▶ **Given text**
========================================================================
February 3, 2010
Let's Never Fight Again, James Cameron
Yet another Hair Balls cross-post...
I finally managed to catch Avatar last weekend. I don't know if holding out this long was more because of the demands of infant children or my holding out hope that withholding my handful of dollars might keep the movie from steamrollering to the top spot in all-time box office. That last option turned out to be a lost cause, as James Cameron's latest took less than two months to achieve this, and has since become the only movie to gross $2 billion, the first to gross $1 billion internationally, and the first to gross $100 million in specialized IMAX theaters.
Okay, first of all...wow, was I wrong. I mean, I never said the movie was going to flop, just that it wouldn't make Titanic money. Clearly I underestimated the lethal combination of Cameron's Svengali-like hold on the moviegoing public, nerd OCD, and the insinuation of furry porn in our society. For that, I can only say mea maxima culpa.
And while it's easy to talk about stuff like "inflation-adjusted dollars" and inflated IMAX ticket prices, Avatar has been #1 at the box office since it opened, holding out against supposed contenders like Sherlock Holmes and The Book of Eli. Now that there's no longer a question of "if" the movie will shatter box office records, all that's left is seeing how high Avatar can go.
Oh, and of course there's going to be a sequel. And of course it will be in 3-D (which reminds me: congratulations, you assholes...because Hollywood studios are such exemplars of original thought, every other tentpole release from here on out will utilize the same eye-watering, migraine-inducing technology). Admittedly, it's hard to blame Cameron (who already has a couple sequels under his belt). The guy spend five years and a couple hundred million dollars designing the technology, after all. Hell, why not use if for all your next movies? Better yet, see if George Lucas wants to make any more Star Wars movies with it. I'm sure we all want to see an updated Jar-Jar.
Sorry, I'm just so giddy for Cameron...or "Jim," as his friends call him. Friends who may have spec scripts that wouldn't require anywhere near the time or money Avatar did, for example.
========================================================================
▶ **Excerpted data**

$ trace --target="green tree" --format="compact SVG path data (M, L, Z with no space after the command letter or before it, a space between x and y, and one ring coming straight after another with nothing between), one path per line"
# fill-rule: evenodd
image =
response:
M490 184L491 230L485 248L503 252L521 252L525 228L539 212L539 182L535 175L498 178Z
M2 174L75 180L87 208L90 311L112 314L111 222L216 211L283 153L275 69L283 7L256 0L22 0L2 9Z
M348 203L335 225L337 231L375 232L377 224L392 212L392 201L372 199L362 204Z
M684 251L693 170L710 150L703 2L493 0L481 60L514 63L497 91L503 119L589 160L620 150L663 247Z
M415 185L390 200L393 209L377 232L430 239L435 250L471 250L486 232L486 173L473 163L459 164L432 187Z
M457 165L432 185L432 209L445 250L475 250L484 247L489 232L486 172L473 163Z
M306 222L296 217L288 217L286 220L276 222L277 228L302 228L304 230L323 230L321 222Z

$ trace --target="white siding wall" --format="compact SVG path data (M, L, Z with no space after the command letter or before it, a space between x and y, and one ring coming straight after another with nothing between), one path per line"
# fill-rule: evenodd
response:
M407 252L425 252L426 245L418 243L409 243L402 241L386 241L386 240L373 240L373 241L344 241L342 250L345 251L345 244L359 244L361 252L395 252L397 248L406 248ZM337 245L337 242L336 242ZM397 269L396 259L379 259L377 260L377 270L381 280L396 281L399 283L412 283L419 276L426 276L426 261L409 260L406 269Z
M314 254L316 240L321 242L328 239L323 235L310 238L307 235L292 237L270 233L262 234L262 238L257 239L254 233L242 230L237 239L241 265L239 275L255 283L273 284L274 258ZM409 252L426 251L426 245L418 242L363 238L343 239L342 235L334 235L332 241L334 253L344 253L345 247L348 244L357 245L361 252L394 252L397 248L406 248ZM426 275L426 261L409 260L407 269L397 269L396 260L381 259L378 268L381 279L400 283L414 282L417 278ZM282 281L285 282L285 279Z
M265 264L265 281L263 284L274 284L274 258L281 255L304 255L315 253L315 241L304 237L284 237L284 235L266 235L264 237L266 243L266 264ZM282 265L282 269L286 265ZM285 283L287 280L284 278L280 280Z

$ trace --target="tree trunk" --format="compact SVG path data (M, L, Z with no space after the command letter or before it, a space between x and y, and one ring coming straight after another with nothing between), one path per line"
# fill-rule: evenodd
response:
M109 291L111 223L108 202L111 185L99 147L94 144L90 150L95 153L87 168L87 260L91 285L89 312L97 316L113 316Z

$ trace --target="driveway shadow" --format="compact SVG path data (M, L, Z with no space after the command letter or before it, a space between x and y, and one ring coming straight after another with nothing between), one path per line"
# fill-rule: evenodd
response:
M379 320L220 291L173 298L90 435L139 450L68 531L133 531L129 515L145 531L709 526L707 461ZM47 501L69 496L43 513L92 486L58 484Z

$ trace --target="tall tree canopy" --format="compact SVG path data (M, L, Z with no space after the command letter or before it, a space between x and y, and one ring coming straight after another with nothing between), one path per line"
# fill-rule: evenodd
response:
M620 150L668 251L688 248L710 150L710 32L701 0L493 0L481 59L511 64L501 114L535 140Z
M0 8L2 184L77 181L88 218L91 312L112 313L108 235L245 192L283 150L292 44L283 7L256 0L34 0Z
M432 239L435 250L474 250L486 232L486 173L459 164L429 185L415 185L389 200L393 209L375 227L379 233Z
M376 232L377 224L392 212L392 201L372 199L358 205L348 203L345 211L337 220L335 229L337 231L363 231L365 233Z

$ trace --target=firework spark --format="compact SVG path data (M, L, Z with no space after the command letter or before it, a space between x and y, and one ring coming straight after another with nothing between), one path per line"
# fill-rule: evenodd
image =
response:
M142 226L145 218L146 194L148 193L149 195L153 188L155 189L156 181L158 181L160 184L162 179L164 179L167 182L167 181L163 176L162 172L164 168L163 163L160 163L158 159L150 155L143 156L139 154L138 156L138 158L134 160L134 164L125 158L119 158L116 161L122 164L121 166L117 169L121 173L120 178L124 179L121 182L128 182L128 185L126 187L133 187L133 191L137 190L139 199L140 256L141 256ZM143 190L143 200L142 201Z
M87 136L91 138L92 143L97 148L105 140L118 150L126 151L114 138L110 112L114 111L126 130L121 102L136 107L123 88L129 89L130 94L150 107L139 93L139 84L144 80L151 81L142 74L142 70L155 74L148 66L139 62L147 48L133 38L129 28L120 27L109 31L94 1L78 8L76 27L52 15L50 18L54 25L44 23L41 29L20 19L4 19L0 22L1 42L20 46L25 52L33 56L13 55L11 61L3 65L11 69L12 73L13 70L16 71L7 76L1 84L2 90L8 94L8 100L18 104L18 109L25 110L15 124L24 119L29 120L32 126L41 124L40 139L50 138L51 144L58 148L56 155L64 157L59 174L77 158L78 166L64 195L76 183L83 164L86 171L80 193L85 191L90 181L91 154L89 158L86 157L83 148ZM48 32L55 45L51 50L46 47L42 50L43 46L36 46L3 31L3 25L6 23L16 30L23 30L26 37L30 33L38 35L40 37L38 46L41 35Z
========================================================================
▶ **Directives**
**a.** In the Avatar post, copy the passage from "Oh, and of course" up to and including "did, for example.", swapping "migraine-inducing" for "headache-inducing".
**b.** According to the Avatar post, how long did the movie take to reach the top spot in all-time box office?
The listing isn't needed for this work.

▶ **The solutions**
**a.**
Oh, and of course there's going to be a sequel. And of course it will be in 3-D (which reminds me: congratulations, you assholes...because Hollywood studios are such exemplars of original thought, every other tentpole release from here on out will utilize the same eye-watering, headache-inducing technology). Admittedly, it's hard to blame Cameron (who already has a couple sequels under his belt). The guy spend five years and a couple hundred million dollars designing the technology, after all. Hell, why not use if for all your next movies? Better yet, see if George Lucas wants to make any more Star Wars movies with it. I'm sure we all want to see an updated Jar-Jar.
Sorry, I'm just so giddy for Cameron...or "Jim," as his friends call him. Friends who may have spec scripts that wouldn't require anywhere near the time or money Avatar did, for example.

**b.** Less than two months.